• Exercise prompt: Copy each of the items that follow word for word, leaving nothing out and changing nothing.

• Given records:
===============
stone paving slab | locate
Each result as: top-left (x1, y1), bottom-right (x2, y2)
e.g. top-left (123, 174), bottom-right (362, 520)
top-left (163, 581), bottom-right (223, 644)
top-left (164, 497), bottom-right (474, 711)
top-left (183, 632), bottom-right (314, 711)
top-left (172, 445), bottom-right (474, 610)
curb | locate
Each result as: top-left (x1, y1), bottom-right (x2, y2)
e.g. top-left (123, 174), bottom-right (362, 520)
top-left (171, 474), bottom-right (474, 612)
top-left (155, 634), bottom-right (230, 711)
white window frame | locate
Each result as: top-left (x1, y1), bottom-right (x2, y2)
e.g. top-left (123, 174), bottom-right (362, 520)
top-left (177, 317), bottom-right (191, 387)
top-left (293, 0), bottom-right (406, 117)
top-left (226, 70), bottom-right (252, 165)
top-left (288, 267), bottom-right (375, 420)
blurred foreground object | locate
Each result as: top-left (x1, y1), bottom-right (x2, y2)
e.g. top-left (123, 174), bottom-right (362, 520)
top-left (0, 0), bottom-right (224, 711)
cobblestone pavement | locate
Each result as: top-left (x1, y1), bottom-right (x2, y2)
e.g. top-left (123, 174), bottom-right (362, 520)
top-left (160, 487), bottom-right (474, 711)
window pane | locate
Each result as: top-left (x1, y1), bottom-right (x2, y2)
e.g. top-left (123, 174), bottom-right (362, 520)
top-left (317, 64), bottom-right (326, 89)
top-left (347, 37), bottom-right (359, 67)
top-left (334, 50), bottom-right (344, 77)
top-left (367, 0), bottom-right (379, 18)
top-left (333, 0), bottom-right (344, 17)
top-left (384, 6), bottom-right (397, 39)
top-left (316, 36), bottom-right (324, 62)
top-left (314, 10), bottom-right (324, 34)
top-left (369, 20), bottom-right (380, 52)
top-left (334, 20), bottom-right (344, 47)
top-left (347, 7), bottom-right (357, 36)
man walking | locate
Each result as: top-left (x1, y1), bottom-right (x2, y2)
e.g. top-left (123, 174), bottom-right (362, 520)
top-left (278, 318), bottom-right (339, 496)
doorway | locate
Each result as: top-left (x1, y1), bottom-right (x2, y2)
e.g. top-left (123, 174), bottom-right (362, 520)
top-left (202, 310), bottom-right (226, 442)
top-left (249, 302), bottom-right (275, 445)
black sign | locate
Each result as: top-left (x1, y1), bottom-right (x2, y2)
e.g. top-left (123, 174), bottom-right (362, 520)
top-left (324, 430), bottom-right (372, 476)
===============
• Written answer:
stone paving slab | locate
Each result as: top-left (x1, y1), bottom-right (x2, y2)
e.g. top-left (123, 174), bottom-right (362, 520)
top-left (163, 581), bottom-right (223, 644)
top-left (164, 497), bottom-right (474, 711)
top-left (183, 632), bottom-right (314, 711)
top-left (172, 445), bottom-right (474, 610)
curb | locate
Each result as: top-left (x1, y1), bottom-right (x2, y2)
e.g. top-left (123, 174), bottom-right (362, 520)
top-left (171, 474), bottom-right (474, 612)
top-left (155, 634), bottom-right (230, 711)
white window frame | locate
Each result as: top-left (x1, y1), bottom-right (x2, y2)
e.g. top-left (123, 174), bottom-right (362, 520)
top-left (177, 317), bottom-right (191, 387)
top-left (293, 0), bottom-right (406, 117)
top-left (226, 70), bottom-right (252, 165)
top-left (288, 267), bottom-right (375, 420)
blurred foreground object | locate
Each result as: top-left (x1, y1), bottom-right (x2, y2)
e.g. top-left (123, 174), bottom-right (362, 520)
top-left (0, 0), bottom-right (224, 711)
cobblestone pavement | locate
Each result as: top-left (x1, y1), bottom-right (x2, y2)
e.g. top-left (123, 174), bottom-right (362, 520)
top-left (160, 487), bottom-right (474, 711)
window pane | locate
Each result as: top-left (x1, y1), bottom-right (x2, y2)
e.g. top-left (123, 174), bottom-right (362, 520)
top-left (317, 64), bottom-right (326, 89)
top-left (347, 37), bottom-right (359, 67)
top-left (334, 50), bottom-right (344, 77)
top-left (367, 0), bottom-right (379, 18)
top-left (333, 0), bottom-right (344, 17)
top-left (384, 6), bottom-right (397, 39)
top-left (316, 36), bottom-right (324, 62)
top-left (314, 10), bottom-right (324, 34)
top-left (369, 20), bottom-right (380, 52)
top-left (334, 20), bottom-right (344, 47)
top-left (347, 7), bottom-right (357, 36)
man walking | locate
Each result as: top-left (x1, y1), bottom-right (x2, y2)
e.g. top-left (123, 174), bottom-right (362, 520)
top-left (278, 318), bottom-right (339, 496)
doorway | locate
Each result as: top-left (x1, y1), bottom-right (x2, y2)
e.g. top-left (123, 174), bottom-right (362, 520)
top-left (202, 310), bottom-right (226, 442)
top-left (249, 302), bottom-right (275, 445)
black sign | locate
Each result as: top-left (x1, y1), bottom-right (x2, y2)
e.g. top-left (123, 174), bottom-right (362, 520)
top-left (324, 430), bottom-right (372, 476)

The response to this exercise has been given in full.